• _GOAL OF THE EXERCISE_: Leave out the pictures and repeat the data exactly.

--- DATA TO PROCESS ---

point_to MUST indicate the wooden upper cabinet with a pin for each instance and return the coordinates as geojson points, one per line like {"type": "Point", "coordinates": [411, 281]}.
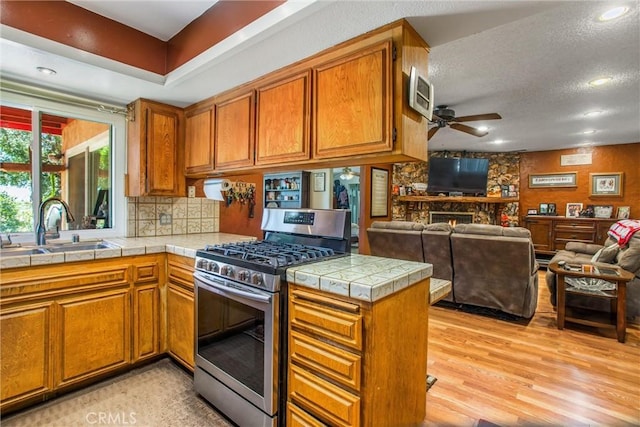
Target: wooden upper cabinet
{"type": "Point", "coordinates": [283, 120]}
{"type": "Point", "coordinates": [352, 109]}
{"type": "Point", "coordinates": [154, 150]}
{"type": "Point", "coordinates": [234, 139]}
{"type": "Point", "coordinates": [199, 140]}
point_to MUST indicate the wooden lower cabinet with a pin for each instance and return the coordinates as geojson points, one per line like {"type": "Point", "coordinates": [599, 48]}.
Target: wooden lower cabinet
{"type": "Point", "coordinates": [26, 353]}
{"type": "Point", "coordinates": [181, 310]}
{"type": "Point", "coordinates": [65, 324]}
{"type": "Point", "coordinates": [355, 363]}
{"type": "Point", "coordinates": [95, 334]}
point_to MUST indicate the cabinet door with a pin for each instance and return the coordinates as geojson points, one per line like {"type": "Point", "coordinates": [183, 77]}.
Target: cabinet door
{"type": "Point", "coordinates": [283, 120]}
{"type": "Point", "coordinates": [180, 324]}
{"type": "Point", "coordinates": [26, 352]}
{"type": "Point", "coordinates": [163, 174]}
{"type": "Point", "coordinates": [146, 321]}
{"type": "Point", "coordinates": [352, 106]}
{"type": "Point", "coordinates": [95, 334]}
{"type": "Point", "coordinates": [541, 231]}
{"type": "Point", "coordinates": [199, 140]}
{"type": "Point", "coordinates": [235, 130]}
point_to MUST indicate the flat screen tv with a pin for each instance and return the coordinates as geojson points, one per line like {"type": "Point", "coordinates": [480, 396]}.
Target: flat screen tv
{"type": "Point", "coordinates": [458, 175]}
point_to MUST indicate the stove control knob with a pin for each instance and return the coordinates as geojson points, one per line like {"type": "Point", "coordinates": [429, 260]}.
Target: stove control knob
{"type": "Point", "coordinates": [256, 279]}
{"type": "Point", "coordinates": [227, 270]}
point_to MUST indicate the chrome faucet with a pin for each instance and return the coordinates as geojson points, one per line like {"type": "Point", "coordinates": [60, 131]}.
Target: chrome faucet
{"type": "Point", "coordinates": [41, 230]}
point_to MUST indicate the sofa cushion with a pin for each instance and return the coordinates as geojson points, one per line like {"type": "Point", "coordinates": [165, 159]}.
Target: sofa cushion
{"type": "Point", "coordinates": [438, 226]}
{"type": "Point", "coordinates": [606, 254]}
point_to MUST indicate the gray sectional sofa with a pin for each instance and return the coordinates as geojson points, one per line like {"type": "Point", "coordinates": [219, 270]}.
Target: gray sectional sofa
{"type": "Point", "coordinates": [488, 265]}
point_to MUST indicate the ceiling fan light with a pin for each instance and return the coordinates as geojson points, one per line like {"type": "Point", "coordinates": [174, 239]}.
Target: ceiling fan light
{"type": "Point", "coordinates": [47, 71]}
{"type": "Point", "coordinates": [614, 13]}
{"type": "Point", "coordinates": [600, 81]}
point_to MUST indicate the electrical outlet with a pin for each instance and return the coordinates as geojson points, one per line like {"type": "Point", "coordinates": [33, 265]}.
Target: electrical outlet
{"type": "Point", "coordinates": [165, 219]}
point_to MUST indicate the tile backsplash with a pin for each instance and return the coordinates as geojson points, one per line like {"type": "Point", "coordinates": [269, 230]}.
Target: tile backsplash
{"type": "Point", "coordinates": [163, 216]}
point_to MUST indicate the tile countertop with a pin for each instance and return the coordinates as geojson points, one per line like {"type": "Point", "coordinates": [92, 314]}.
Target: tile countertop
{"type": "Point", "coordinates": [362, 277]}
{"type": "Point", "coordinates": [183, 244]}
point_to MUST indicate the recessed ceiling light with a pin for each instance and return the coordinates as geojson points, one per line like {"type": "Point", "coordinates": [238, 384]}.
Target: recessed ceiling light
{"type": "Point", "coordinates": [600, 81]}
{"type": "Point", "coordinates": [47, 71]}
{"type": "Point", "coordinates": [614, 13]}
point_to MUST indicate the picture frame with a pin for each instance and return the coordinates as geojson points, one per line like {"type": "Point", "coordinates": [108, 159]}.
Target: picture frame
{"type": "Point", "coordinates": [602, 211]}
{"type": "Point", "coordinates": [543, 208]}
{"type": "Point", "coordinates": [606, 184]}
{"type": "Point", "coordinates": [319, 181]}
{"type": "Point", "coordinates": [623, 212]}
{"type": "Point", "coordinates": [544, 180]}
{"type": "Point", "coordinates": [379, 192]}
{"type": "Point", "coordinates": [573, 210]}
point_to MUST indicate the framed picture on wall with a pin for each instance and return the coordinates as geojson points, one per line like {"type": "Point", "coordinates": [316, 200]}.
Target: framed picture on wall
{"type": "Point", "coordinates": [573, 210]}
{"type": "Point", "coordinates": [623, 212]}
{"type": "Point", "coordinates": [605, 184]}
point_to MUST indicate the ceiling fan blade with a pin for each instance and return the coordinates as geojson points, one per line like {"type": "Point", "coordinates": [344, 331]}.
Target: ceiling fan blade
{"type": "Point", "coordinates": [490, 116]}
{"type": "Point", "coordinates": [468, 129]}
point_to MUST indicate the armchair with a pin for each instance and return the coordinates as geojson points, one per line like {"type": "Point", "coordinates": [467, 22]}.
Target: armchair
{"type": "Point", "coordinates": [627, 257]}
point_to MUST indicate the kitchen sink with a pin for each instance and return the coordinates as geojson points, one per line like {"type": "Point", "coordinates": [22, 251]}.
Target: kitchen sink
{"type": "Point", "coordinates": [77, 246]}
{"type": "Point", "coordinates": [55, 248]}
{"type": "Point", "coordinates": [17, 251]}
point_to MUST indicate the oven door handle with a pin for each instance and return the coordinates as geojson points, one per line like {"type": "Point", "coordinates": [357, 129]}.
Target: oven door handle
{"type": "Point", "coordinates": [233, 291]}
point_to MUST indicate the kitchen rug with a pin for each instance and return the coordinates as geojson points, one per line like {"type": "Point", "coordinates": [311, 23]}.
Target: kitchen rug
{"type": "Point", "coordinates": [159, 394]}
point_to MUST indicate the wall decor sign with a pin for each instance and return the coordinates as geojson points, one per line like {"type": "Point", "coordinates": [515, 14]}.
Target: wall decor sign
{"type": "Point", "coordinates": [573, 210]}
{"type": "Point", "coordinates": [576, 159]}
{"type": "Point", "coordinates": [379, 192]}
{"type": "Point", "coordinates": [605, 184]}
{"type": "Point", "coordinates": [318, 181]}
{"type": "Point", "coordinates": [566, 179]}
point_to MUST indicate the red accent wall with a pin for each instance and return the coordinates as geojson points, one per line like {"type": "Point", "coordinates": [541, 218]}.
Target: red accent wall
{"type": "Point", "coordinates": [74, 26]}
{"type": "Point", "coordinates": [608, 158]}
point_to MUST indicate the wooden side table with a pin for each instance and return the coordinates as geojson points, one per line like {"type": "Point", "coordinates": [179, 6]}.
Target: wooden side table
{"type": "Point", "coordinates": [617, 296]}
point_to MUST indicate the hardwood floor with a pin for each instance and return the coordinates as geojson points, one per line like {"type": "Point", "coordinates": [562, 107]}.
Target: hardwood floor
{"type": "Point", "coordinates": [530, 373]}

---

• _RESPONSE TO THE TASK_:
point_to MUST indicate the wooden upper cabinet with a pin for each instance and return the coordinates as geojson points, one per line like {"type": "Point", "coordinates": [411, 281]}.
Target: wooden upper cabinet
{"type": "Point", "coordinates": [283, 120]}
{"type": "Point", "coordinates": [352, 109]}
{"type": "Point", "coordinates": [154, 150]}
{"type": "Point", "coordinates": [234, 139]}
{"type": "Point", "coordinates": [199, 140]}
point_to MUST indicate the wooden lower cabinet with a pin for each instance and return the coordinates as geojson points, one per line like {"type": "Point", "coordinates": [599, 48]}.
Target: wooden lower cabinet
{"type": "Point", "coordinates": [26, 353]}
{"type": "Point", "coordinates": [181, 310]}
{"type": "Point", "coordinates": [65, 324]}
{"type": "Point", "coordinates": [355, 363]}
{"type": "Point", "coordinates": [95, 334]}
point_to MUST indicate the cabinet door with a pin for each instance and return the coordinates as geojson points, one per line like {"type": "Point", "coordinates": [183, 77]}.
Target: cabinet door
{"type": "Point", "coordinates": [283, 120]}
{"type": "Point", "coordinates": [180, 324]}
{"type": "Point", "coordinates": [26, 352]}
{"type": "Point", "coordinates": [163, 174]}
{"type": "Point", "coordinates": [146, 321]}
{"type": "Point", "coordinates": [352, 106]}
{"type": "Point", "coordinates": [95, 334]}
{"type": "Point", "coordinates": [541, 231]}
{"type": "Point", "coordinates": [199, 140]}
{"type": "Point", "coordinates": [235, 130]}
point_to MUST indicate the flat screen tv with a pin for each instance and return the coordinates as geojson points, one per line like {"type": "Point", "coordinates": [480, 396]}.
Target: flat screen tv
{"type": "Point", "coordinates": [458, 175]}
point_to MUST indicate the stove control knob with a pin for each instance and return the coordinates as geojson points, one per line like {"type": "Point", "coordinates": [429, 260]}.
Target: stove control knob
{"type": "Point", "coordinates": [256, 279]}
{"type": "Point", "coordinates": [227, 270]}
point_to MUST indicate the chrome faucet with a pin for each instance and return the coordinates as geojson points, one per line like {"type": "Point", "coordinates": [60, 131]}.
Target: chrome faucet
{"type": "Point", "coordinates": [41, 230]}
point_to MUST indicate the sofa cushion with a pin for each instance and return the coordinates as geojson points, one per line like {"type": "Point", "coordinates": [165, 159]}.
Target: sofa cushion
{"type": "Point", "coordinates": [438, 226]}
{"type": "Point", "coordinates": [606, 254]}
point_to MUST indicate the gray sectional sofa with a pin for each instance and return the coordinates as geojson points, one per line like {"type": "Point", "coordinates": [219, 270]}.
Target: gray sectional sofa
{"type": "Point", "coordinates": [488, 265]}
point_to MUST indicate the ceiling fan light with a pin for each instance and return the coordinates as geojson points, one per line like {"type": "Point", "coordinates": [174, 239]}.
Target: ceiling fan light
{"type": "Point", "coordinates": [47, 71]}
{"type": "Point", "coordinates": [614, 13]}
{"type": "Point", "coordinates": [600, 81]}
point_to MUST indicate the electrical outlet with a pin for each instance and return the coordinates as geojson points, one per line like {"type": "Point", "coordinates": [33, 265]}.
Target: electrical outlet
{"type": "Point", "coordinates": [165, 219]}
point_to MUST indicate the tile backsplash with a pin for each instance and return the coordinates as geojson points, one per line like {"type": "Point", "coordinates": [269, 230]}.
Target: tile backsplash
{"type": "Point", "coordinates": [163, 216]}
point_to MUST indicate the tile countertop with a pin for each instance and return the coordinates as geojson points, one per line like {"type": "Point", "coordinates": [92, 314]}.
Target: tile countertop
{"type": "Point", "coordinates": [362, 277]}
{"type": "Point", "coordinates": [183, 244]}
point_to MUST indicate the recessed ceiling light with a pin for each instance and return the coordinates as geojson points, one per line like {"type": "Point", "coordinates": [238, 384]}.
Target: recessed ceiling light
{"type": "Point", "coordinates": [600, 81]}
{"type": "Point", "coordinates": [47, 71]}
{"type": "Point", "coordinates": [614, 13]}
point_to MUST indicate the picture frame with a pin for each instance and return the coordinates as geojson points, one per line like {"type": "Point", "coordinates": [108, 159]}.
Target: picture frame
{"type": "Point", "coordinates": [602, 211]}
{"type": "Point", "coordinates": [543, 208]}
{"type": "Point", "coordinates": [606, 184]}
{"type": "Point", "coordinates": [319, 181]}
{"type": "Point", "coordinates": [623, 212]}
{"type": "Point", "coordinates": [544, 180]}
{"type": "Point", "coordinates": [379, 192]}
{"type": "Point", "coordinates": [573, 210]}
point_to MUST indicate the framed picture on wall with a pin for each instance and return the coordinates as geojson points, one per line like {"type": "Point", "coordinates": [316, 200]}.
Target: framed picture on wall
{"type": "Point", "coordinates": [573, 210]}
{"type": "Point", "coordinates": [623, 212]}
{"type": "Point", "coordinates": [605, 184]}
point_to MUST indicate the ceiling fan blade with a pin for each instance and return the coordinates as geojson points, one per line like {"type": "Point", "coordinates": [344, 331]}.
Target: ceiling fan blade
{"type": "Point", "coordinates": [490, 116]}
{"type": "Point", "coordinates": [468, 129]}
point_to MUST indicate the armchair with a pin for each instance and return the coordinates as geojson points, one per line like {"type": "Point", "coordinates": [467, 22]}.
Target: armchair
{"type": "Point", "coordinates": [627, 257]}
point_to MUST indicate the kitchen sink with a pin for each instance and return the coordinates as geojson points, one per line like {"type": "Point", "coordinates": [22, 251]}.
Target: kitchen sink
{"type": "Point", "coordinates": [77, 246]}
{"type": "Point", "coordinates": [55, 248]}
{"type": "Point", "coordinates": [17, 251]}
point_to MUST indicate the oven door handle with a pin for each instance and return the coordinates as geojson points, one per line like {"type": "Point", "coordinates": [357, 129]}.
Target: oven door handle
{"type": "Point", "coordinates": [233, 291]}
point_to MUST indicate the kitchen rug with a pin for each instance and return the coordinates as geojson points, one per line like {"type": "Point", "coordinates": [311, 23]}.
Target: kitchen rug
{"type": "Point", "coordinates": [159, 394]}
point_to MUST indicate the wall decor sign with a pin for each instance and return the coordinates as geojson points, one per line like {"type": "Point", "coordinates": [515, 14]}.
Target: wall decor sign
{"type": "Point", "coordinates": [573, 210]}
{"type": "Point", "coordinates": [576, 159]}
{"type": "Point", "coordinates": [379, 192]}
{"type": "Point", "coordinates": [605, 184]}
{"type": "Point", "coordinates": [318, 181]}
{"type": "Point", "coordinates": [566, 179]}
point_to MUST indicate the red accent wall with a pin for each instance and return the coordinates as geojson points, one per line like {"type": "Point", "coordinates": [541, 218]}.
Target: red accent wall
{"type": "Point", "coordinates": [74, 26]}
{"type": "Point", "coordinates": [608, 158]}
point_to MUST indicate the wooden side table with a pin for each instance and return the coordinates as geojson points, one per line like {"type": "Point", "coordinates": [179, 6]}.
Target: wooden side table
{"type": "Point", "coordinates": [617, 296]}
point_to MUST indicate the hardwood floor with a pin for each instance and return the coordinates as geojson points, one per line like {"type": "Point", "coordinates": [562, 107]}.
Target: hardwood floor
{"type": "Point", "coordinates": [530, 373]}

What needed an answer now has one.